▸ **DESCRIZIONE DEL PROBLEMA**
Restituisci, senza alcuna modifica, il passo del testo di partenza che comincia con "Il caso è stato" e prosegue fino a "garanzie di sicurezza." compreso.

▸ **TESTO DI PARTENZA**
○ ○ ○
Il caso è stato rivelato ieri da Francesco Benazzi. Anche alla luce di questo il direttore generale dell’Usl della Marca ha sottolineato l’importanza della decisione di avviare il nuovo Centro di riferimento regionale per i disturbi dell’identità di genere nell’azienda ospedaliera di Padova. Benazzi si è confrontato con la signora all’inizio del suo mandato come direttore generale a Treviso, ormai sette anni fa, quando l’intervento per il cambio di sesso era già stato fatto all’estero. «Non era una nostra paziente – specifica il direttore generale – non è stata trattata nelle nostre strutture».
L’ODISSEA
All’epoca non c’erano troppe alternative: a molte persone transgender non restava che guardare a viaggi della speranza verso altri Paesi. Spesso senza enormi garanzie di sicurezza.
LA DECISIONE
Ora la strada è tracciata. Il 7 marzo la giunta regionale ha approvato il progetto all’unanimità. Il nuovo centro sarà realizzato nella struttura che già ospita l’unità di Medicina della riproduzione in via Modena a Padova. Lunedì nell’ospedale universitario patavino si è svolto l’ultimo tavolo tecnico del Gruppo interdisciplinare incongruenze di genere (Giig), la squadra di specialisti che rappresenta l’ossatura del futuro centro. Anche il professor Andrea Garolla, coordinatore del gruppo di lavoro che conta una trentina di specialisti, conferma la continua crescita di assistenza da parte di transgender: nel giro di un paio d’anni le persone seguite dal team padovano sono passate da 38 a 200. Ad oggi sono proprio duecento le persone seguite dall’equipe padovana a fronte di un’identità di genere che non corrisponde al sesso assegnato loro alla nascita. «Dal 2021 il carico di lavoro è cambiato perché abbiamo ricevuto l’autorizzazione alla prescrizione di terapie ormonali sostitutive, così coloro che scelgono di assumere questi farmaci non li pagano – ha spiegato Garolla – siamo passati da 38 a 200 pazienti in poco tempo. Le persone arrivano da tutta l’Italia. Il più giovane ha 16 anni, ma non c’è un’età per raggiungere un certo grado di consapevolezza. Ad esempio ci ha chiesto aiuto un uomo di 65 anni, precedentemente sposato e con figli, che per il ruolo sociale non aveva affrontato prima il cambio di identità».
○ ○ ○
▸ **DATI FORNITI**
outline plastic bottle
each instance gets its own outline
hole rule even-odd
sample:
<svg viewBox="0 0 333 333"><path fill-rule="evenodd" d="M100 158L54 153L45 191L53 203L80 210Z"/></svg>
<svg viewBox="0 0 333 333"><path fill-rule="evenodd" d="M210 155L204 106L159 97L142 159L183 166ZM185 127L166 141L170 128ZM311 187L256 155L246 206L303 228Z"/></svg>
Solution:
○ ○ ○
▸ **RISULTATO DEL COMPITO**
Il caso è stato rivelato ieri da Francesco Benazzi. Anche alla luce di questo il direttore generale dell’Usl della Marca ha sottolineato l’importanza della decisione di avviare il nuovo Centro di riferimento regionale per i disturbi dell’identità di genere nell’azienda ospedaliera di Padova. Benazzi si è confrontato con la signora all’inizio del suo mandato come direttore generale a Treviso, ormai sette anni fa, quando l’intervento per il cambio di sesso era già stato fatto all’estero. «Non era una nostra paziente – specifica il direttore generale – non è stata trattata nelle nostre strutture».
L’ODISSEA
All’epoca non c’erano troppe alternative: a molte persone transgender non restava che guardare a viaggi della speranza verso altri Paesi. Spesso senza enormi garanzie di sicurezza.